[Excerpts of location labeling data]
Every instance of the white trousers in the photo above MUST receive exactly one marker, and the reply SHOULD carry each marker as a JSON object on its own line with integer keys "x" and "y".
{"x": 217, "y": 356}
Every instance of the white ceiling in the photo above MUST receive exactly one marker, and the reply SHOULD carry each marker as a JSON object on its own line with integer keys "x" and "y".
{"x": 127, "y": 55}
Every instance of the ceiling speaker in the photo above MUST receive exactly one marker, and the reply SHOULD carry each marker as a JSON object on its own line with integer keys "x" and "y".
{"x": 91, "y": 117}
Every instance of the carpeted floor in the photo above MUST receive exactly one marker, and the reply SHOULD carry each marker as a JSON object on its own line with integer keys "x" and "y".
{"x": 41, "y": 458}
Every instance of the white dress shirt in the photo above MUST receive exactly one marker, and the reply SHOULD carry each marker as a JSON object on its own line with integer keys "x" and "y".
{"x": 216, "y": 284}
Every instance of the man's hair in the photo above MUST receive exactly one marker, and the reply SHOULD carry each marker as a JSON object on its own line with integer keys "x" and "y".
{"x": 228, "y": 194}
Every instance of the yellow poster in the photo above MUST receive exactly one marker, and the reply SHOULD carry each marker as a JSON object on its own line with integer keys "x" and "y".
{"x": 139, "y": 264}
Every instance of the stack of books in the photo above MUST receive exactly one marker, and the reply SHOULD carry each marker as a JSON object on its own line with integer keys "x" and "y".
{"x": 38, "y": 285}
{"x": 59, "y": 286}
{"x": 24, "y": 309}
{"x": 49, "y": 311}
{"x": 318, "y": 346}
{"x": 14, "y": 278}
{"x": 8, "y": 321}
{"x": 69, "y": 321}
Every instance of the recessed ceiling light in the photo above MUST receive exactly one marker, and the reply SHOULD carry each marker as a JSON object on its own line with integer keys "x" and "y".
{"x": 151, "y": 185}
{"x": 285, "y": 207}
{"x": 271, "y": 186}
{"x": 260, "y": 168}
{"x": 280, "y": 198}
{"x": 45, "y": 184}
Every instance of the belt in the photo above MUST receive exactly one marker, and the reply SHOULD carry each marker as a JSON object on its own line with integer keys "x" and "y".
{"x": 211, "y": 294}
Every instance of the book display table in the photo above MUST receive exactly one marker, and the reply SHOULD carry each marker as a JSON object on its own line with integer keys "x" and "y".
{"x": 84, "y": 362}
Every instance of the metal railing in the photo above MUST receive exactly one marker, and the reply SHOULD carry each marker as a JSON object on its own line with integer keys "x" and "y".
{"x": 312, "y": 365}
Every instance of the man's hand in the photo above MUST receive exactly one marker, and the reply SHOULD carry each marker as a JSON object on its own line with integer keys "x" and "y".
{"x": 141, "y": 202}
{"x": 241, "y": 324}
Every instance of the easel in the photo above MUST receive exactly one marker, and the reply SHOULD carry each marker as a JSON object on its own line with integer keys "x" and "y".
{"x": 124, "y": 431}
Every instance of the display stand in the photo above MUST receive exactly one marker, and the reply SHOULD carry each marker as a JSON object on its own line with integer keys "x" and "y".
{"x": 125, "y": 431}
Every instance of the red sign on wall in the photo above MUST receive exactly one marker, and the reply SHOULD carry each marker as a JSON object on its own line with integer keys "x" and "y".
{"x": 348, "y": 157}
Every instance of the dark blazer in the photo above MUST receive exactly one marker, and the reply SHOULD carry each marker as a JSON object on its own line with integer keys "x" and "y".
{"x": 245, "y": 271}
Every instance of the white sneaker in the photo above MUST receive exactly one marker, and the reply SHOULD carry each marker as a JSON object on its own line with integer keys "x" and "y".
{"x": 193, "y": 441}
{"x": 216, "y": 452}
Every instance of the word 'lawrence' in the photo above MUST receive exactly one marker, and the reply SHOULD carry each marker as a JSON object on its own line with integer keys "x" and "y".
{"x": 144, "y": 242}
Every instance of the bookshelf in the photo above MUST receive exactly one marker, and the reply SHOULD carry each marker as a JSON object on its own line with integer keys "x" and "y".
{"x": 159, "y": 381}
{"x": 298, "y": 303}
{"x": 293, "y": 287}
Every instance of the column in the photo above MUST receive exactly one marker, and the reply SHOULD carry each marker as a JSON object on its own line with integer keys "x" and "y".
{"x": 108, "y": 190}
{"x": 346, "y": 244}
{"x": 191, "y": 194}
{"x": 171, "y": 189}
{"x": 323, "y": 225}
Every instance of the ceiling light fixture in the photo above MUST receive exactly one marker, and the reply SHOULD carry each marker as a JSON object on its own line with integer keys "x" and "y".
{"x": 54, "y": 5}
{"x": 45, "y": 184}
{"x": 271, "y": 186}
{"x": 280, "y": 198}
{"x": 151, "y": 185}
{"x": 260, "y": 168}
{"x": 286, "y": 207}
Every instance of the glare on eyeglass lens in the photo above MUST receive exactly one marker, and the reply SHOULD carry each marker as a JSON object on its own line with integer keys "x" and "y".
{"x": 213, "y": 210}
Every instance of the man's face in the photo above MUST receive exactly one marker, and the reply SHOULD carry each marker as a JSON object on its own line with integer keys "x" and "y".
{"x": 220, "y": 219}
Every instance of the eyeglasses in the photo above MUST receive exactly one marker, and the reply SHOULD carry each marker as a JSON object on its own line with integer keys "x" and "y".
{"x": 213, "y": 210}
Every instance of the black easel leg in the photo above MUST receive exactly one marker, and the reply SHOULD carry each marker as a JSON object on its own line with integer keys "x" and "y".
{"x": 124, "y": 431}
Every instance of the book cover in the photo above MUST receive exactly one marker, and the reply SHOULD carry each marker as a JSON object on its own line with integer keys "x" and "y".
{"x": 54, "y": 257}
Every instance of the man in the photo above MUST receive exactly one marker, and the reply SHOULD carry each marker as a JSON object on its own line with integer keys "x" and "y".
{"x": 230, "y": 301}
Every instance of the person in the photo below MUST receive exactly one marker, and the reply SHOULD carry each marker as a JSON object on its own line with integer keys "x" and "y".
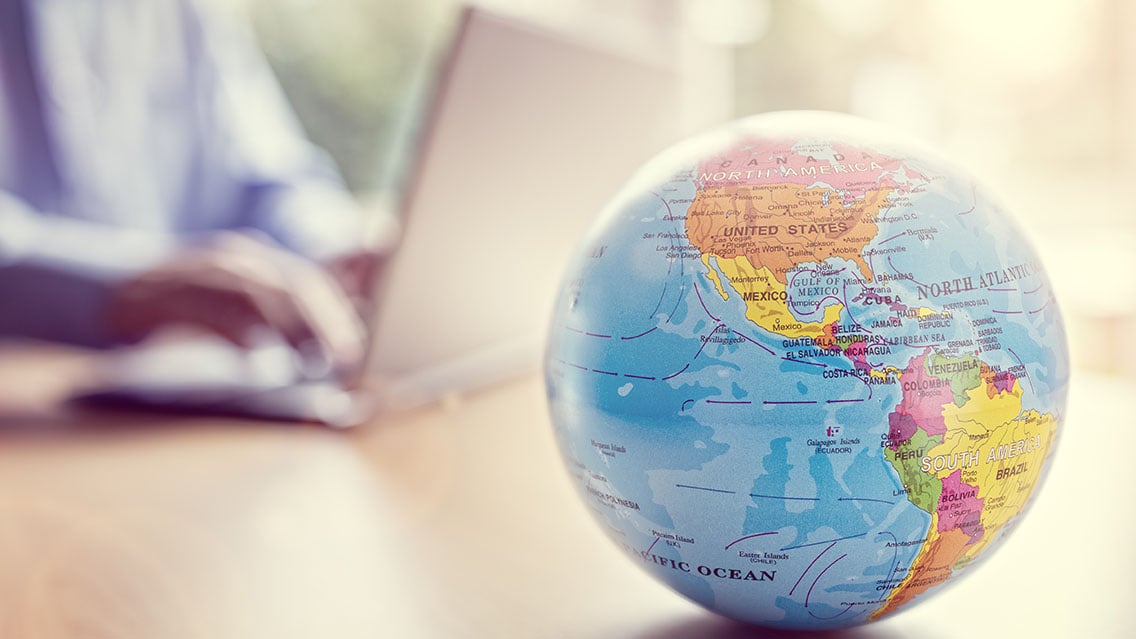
{"x": 152, "y": 174}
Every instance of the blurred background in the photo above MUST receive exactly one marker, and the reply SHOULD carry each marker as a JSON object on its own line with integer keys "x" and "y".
{"x": 1036, "y": 98}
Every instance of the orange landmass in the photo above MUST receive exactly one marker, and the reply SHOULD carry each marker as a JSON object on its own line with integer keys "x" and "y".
{"x": 933, "y": 566}
{"x": 782, "y": 225}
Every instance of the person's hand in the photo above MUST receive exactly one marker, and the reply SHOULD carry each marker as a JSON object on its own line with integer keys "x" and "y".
{"x": 236, "y": 287}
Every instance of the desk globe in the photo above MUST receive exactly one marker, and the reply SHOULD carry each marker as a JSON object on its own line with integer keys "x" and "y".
{"x": 804, "y": 373}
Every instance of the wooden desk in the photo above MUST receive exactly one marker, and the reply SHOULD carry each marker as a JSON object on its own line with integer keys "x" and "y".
{"x": 453, "y": 521}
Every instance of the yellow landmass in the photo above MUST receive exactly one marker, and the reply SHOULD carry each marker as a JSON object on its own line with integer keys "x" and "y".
{"x": 1004, "y": 497}
{"x": 999, "y": 449}
{"x": 769, "y": 308}
{"x": 932, "y": 566}
{"x": 982, "y": 413}
{"x": 712, "y": 275}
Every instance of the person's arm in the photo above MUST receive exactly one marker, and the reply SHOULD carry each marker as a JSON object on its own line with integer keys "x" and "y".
{"x": 57, "y": 274}
{"x": 291, "y": 189}
{"x": 98, "y": 285}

Problem details -
Print the line containing "Every instance of the wooden" and every line after it to the end of the records above, exactly as written, and nothing else.

Task solution -
Every instance of the wooden desk in the photo above MUST receive exactly one marker, and the reply SHOULD carry each marker as a JSON object on its own line with integer keys "x" and "y".
{"x": 453, "y": 521}
Every instance of the yellow landmass in the photo above MUST receive exactly one marker, and the reply SHOULD carry each marker as a JSON object on its own line with integer keys "x" and "y".
{"x": 1004, "y": 497}
{"x": 999, "y": 449}
{"x": 769, "y": 308}
{"x": 932, "y": 566}
{"x": 982, "y": 413}
{"x": 712, "y": 275}
Every instance of the person's arm in the photo above MUST receive exactly one marker, and the reply SHOULD carry each marker as a JSON object on its own line with integer keys "x" and "y".
{"x": 57, "y": 274}
{"x": 291, "y": 189}
{"x": 98, "y": 285}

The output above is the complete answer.